What is needed:
Print the data below again in full, exactly as it stands, with no images.

Dataset:
====
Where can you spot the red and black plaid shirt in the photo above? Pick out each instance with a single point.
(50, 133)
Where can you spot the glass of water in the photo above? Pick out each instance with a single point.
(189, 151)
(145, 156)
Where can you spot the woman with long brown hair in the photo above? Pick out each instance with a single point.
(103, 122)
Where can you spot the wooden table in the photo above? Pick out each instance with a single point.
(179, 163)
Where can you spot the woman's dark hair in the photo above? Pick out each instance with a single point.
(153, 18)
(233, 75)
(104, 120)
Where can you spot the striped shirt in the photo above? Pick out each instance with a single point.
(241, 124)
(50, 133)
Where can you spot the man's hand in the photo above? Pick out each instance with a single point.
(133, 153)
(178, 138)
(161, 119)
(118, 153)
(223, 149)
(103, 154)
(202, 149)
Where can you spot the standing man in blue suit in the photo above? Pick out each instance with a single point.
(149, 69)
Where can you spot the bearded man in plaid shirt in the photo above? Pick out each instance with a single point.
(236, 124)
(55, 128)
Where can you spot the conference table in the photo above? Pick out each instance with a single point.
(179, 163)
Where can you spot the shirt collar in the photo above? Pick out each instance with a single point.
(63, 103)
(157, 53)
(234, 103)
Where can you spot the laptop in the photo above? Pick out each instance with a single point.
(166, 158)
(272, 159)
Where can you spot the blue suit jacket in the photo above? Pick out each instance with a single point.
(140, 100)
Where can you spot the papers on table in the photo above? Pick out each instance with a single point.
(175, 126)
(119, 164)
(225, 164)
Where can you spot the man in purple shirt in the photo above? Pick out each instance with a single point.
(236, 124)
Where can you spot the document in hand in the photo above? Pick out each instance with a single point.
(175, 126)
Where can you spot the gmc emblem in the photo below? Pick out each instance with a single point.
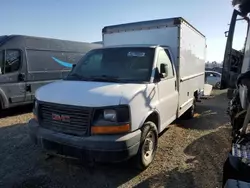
(57, 117)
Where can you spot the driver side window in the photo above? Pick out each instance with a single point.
(163, 58)
(10, 61)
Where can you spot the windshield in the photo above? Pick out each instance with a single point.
(115, 64)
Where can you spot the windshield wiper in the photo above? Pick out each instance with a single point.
(79, 77)
(105, 78)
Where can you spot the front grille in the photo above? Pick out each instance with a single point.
(76, 123)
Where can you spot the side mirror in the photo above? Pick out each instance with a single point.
(21, 76)
(226, 33)
(163, 70)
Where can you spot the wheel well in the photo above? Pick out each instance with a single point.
(154, 117)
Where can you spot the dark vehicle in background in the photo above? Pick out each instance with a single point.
(26, 63)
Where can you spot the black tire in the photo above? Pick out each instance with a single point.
(217, 85)
(141, 160)
(189, 114)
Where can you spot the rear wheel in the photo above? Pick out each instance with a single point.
(148, 146)
(217, 85)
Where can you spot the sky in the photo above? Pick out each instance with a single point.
(83, 20)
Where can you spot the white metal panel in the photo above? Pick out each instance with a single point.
(246, 60)
(166, 36)
(191, 65)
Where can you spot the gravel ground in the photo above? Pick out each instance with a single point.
(190, 154)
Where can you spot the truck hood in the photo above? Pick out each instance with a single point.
(90, 94)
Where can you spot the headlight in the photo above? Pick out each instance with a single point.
(110, 115)
(113, 120)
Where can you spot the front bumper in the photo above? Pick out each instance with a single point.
(99, 148)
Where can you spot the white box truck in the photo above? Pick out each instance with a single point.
(117, 99)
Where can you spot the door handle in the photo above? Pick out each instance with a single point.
(21, 76)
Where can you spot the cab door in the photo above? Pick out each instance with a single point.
(167, 89)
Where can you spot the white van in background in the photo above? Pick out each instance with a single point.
(117, 99)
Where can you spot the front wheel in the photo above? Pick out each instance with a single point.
(189, 114)
(148, 146)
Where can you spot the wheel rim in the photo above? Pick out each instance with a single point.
(148, 149)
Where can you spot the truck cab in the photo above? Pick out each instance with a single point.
(117, 99)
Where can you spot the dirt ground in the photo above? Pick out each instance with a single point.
(190, 154)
====
Exercise output:
Where can you spot the red and black plaid shirt in the photo above? Pick out each instance with a single point.
(50, 133)
Where can you spot the glass of water in the photo above? Pick out each instance with a single point.
(189, 151)
(145, 156)
Where can you spot the woman with long brown hair in the photo above? Pick out each instance with a single point.
(103, 122)
Where can you spot the wooden table in the photo above? Pick out each instance with a single point.
(179, 163)
Where can you spot the woman's dark hair in the photo above? Pick out each instance with a single point.
(153, 18)
(233, 75)
(104, 120)
Where can you spot the striped shirt in the photo above? Pick out each instance with a single point.
(241, 124)
(50, 133)
Where can you spot the man's hand in the photo above? Pick out each instance with a single point.
(133, 153)
(178, 138)
(161, 119)
(118, 153)
(223, 149)
(103, 154)
(202, 149)
Where can you spot the standing man in blue suit in the photo above? Pick out each instance with a single point.
(149, 69)
Where can you spot the bearded man in plaid shirt in the photo above? Pick out each instance with a single point.
(236, 124)
(55, 128)
Where can you spot the conference table in the photo above? Pick out each instance with a single point.
(179, 163)
Where can you spot the shirt collar in the photo above? Pick out each instance with a single point.
(63, 103)
(157, 53)
(234, 103)
Where can you spot the laptop in the photo above? Pick out each instance with a single point.
(166, 158)
(272, 159)
Where can you spot the blue suit jacket in the photo above? Pick out each instance with a single point.
(140, 100)
Where can you spot the papers on table in the photo above? Pick out each instance with a single point.
(175, 126)
(119, 164)
(225, 164)
Where can you spot the man in purple shirt in the photo above? Pick out each instance with a single point.
(236, 124)
Where can you spot the document in hand in the photo above? Pick out each instance with a single point.
(175, 126)
Where can you spot the gmc emblem in the photo below? Pick out each instance with a single point.
(57, 117)
Where can you spot the driver side window in the photo above? Pick out each instance with a single point.
(163, 58)
(10, 61)
Where can you spot the windshield in the photo above? Pick out each instance with a single point.
(115, 64)
Where can you spot the windshield wiper in the photo above? Pick out each instance with a single point.
(79, 77)
(105, 78)
Where can you spot the front grille in the photo above? Pick out each instance with a single point.
(76, 123)
Where can you spot the side mirror in the photo above? Pick out each instance with a single point.
(21, 76)
(226, 33)
(163, 70)
Where can you spot the wheel well in the photo above? Pick out each instance with a single point.
(154, 117)
Where can you spot the dark vehicle in background in the photo above? Pick out each instance with a single point.
(26, 63)
Where can you spot the black tire in the photo above? Pick out each instance with a single point.
(217, 85)
(141, 160)
(189, 114)
Where can you spot the rear wheel in the photo above? Pick out each instance with a single point.
(148, 146)
(217, 85)
Where can you spot the sky in the photo above? Pick out each instance with a single point.
(83, 20)
Where can you spot the white metal panel in the photo above? Pick out each instance with a single point.
(246, 60)
(166, 36)
(191, 65)
Where can you spot the gravel ground in the photo above? Pick out each instance with a single point.
(190, 154)
Where can you spot the truck hood in the photo above? Pick out each instance with a single point.
(90, 94)
Where can you spot the headlight in the photo above? Pick out each instance with a single point.
(110, 115)
(113, 120)
Where can you spot the front bumper in the photo above? Pick out each instance with a single point.
(99, 148)
Where can you spot the white box truck in the photo above? Pick out each instance with a single point.
(117, 99)
Where can you spot the door handle in the photo above? Pick out each instance with a single point.
(21, 76)
Where can you spot the cab door in the photo above? Pick out each instance with a single point.
(167, 89)
Where can you spot the white van in background in the photo above? Pick out each instance with a single point.
(117, 99)
Where can you spot the front wheel in the photo above? Pick out each instance with a single point.
(189, 114)
(148, 146)
Where can you spot the wheel rim in the photo above? Pick out each instance with a single point.
(148, 149)
Where can you spot the truck cab in the photo above? Pick out each instance with a single point.
(117, 99)
Where can you spot the dirt ground in the photo above? Pick out each instance with a single point.
(190, 154)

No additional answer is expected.